* Begin Materials provided *
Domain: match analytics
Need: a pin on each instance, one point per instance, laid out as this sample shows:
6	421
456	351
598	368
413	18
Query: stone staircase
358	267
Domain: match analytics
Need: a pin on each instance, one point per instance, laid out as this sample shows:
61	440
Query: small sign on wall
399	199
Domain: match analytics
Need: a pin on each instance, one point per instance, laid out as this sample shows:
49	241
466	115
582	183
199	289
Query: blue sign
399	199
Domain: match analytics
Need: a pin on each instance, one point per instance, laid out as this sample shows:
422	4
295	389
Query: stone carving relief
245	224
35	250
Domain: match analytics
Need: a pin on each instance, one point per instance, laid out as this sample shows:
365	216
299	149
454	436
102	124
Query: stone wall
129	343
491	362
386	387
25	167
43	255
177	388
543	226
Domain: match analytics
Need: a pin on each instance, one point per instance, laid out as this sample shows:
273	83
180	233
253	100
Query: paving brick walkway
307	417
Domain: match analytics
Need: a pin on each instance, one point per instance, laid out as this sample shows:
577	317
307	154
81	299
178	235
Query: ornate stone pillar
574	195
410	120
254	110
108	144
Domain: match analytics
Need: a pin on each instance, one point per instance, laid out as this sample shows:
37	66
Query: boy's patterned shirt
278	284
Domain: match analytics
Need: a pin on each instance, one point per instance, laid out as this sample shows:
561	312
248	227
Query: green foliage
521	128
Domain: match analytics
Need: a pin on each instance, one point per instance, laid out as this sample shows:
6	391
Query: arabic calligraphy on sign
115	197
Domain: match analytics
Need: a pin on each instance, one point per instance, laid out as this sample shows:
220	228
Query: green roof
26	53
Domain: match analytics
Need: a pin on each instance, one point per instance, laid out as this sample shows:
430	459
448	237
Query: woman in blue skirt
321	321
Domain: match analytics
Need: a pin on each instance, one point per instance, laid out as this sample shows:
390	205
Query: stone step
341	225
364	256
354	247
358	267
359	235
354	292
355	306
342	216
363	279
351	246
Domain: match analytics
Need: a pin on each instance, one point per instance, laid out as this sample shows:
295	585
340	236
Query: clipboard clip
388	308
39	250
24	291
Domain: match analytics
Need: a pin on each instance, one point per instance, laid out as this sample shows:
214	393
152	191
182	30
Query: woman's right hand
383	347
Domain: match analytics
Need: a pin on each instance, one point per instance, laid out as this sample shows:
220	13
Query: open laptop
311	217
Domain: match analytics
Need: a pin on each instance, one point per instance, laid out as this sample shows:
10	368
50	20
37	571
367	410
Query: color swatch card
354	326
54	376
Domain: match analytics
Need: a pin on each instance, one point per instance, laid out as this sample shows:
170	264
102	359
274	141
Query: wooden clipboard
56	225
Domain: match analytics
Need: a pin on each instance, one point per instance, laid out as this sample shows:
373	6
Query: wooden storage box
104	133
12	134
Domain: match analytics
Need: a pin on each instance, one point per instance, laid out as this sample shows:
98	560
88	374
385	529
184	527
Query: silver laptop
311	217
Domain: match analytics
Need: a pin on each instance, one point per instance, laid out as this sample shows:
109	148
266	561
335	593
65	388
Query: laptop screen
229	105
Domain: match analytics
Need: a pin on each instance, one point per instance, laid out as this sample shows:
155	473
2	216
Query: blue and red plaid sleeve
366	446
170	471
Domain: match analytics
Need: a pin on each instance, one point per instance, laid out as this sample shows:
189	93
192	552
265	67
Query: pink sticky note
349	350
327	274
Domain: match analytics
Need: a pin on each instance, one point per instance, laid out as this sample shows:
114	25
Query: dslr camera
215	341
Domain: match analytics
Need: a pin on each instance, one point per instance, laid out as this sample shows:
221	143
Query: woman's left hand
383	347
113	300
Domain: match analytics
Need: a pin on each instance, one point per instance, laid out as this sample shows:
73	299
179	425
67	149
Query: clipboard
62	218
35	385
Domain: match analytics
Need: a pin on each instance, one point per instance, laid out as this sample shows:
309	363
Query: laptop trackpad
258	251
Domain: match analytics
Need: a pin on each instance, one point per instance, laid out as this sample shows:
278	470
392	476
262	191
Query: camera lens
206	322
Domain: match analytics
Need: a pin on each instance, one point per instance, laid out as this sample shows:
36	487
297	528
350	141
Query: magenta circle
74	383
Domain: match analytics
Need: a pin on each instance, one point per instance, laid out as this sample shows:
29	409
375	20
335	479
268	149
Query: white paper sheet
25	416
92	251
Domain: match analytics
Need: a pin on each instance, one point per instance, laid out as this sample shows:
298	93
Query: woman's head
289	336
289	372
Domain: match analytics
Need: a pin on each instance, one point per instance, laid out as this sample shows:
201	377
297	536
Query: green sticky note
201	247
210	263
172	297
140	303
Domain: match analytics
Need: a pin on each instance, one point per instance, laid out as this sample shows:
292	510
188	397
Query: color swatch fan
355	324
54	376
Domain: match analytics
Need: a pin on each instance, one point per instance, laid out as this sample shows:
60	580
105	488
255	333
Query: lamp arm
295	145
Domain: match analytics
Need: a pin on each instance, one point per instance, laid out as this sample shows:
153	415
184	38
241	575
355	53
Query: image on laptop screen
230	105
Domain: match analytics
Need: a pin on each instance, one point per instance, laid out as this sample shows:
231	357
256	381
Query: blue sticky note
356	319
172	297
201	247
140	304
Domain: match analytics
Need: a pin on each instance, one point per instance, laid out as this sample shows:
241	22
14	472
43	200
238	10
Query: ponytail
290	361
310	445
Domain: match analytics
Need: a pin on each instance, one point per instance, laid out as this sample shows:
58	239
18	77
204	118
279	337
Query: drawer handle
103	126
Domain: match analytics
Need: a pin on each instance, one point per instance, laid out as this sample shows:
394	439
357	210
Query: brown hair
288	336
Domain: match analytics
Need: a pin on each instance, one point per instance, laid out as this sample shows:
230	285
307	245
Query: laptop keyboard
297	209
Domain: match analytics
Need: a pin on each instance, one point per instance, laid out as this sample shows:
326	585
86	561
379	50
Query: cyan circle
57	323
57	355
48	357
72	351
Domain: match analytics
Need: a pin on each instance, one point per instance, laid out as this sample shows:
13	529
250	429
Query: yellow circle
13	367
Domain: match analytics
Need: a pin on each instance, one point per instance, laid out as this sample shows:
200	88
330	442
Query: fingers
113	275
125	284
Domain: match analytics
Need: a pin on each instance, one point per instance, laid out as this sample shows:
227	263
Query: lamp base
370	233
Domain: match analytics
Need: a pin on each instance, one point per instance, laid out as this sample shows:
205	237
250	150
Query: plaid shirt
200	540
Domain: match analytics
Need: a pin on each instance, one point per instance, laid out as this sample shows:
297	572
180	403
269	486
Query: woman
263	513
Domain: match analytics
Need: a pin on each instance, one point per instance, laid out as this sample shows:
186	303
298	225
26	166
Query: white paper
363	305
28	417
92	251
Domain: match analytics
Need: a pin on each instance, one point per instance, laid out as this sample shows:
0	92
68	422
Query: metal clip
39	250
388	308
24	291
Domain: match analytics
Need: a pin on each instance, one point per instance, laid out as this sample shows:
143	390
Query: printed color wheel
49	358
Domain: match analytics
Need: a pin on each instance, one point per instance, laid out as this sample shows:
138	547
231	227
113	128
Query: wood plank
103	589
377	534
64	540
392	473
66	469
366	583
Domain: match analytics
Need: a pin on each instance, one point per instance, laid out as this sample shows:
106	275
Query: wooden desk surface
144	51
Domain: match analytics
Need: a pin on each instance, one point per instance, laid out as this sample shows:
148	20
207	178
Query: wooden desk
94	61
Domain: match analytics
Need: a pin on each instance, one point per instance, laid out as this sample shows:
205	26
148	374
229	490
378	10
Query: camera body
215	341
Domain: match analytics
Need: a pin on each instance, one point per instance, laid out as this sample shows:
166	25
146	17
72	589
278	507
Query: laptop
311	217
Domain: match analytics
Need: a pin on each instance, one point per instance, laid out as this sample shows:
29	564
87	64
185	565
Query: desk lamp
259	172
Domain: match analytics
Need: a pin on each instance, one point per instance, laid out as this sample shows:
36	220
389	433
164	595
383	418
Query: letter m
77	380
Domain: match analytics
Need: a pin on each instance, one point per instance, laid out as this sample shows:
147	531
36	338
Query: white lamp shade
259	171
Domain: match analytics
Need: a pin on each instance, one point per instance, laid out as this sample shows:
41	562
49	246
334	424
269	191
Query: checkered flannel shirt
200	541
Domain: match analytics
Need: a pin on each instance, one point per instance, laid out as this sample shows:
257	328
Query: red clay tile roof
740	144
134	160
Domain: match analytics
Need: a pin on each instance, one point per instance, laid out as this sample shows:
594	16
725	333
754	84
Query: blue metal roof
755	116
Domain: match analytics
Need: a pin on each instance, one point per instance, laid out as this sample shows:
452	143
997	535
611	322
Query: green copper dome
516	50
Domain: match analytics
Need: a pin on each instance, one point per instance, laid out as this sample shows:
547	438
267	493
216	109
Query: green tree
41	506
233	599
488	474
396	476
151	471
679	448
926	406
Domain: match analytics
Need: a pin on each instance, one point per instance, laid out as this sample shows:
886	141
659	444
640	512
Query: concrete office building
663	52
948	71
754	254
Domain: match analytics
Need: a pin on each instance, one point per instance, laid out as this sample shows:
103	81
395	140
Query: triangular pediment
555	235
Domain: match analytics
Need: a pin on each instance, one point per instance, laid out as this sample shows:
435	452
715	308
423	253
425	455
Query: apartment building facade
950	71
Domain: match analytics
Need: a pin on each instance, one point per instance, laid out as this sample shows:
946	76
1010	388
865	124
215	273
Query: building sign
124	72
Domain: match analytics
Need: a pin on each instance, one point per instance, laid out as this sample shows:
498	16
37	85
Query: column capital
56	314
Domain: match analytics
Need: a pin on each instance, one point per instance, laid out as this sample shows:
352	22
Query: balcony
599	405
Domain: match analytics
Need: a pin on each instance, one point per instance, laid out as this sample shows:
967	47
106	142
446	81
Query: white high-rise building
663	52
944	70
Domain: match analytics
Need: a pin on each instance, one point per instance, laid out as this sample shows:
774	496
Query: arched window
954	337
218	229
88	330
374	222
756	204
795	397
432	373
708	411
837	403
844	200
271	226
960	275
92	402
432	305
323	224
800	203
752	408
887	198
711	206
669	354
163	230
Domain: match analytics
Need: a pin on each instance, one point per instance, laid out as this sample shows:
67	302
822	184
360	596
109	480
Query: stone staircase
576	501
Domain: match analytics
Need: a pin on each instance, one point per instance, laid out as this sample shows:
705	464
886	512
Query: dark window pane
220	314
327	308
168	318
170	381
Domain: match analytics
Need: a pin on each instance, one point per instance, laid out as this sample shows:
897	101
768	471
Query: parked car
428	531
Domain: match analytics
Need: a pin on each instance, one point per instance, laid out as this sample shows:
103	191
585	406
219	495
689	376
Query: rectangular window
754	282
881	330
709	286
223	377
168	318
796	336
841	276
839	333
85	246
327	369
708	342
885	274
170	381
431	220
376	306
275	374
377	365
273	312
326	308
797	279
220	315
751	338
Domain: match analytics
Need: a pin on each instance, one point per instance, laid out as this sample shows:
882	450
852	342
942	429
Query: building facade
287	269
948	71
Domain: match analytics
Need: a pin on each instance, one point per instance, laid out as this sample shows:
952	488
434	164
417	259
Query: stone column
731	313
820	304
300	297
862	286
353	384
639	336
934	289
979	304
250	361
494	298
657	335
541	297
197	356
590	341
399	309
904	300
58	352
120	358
* End Materials provided *
** Aim of the task **
Please count the lines in the listing above that contain the string "roof", treating uppercase and lowercase letters as distinct, and reply with only the number.

** Output **
3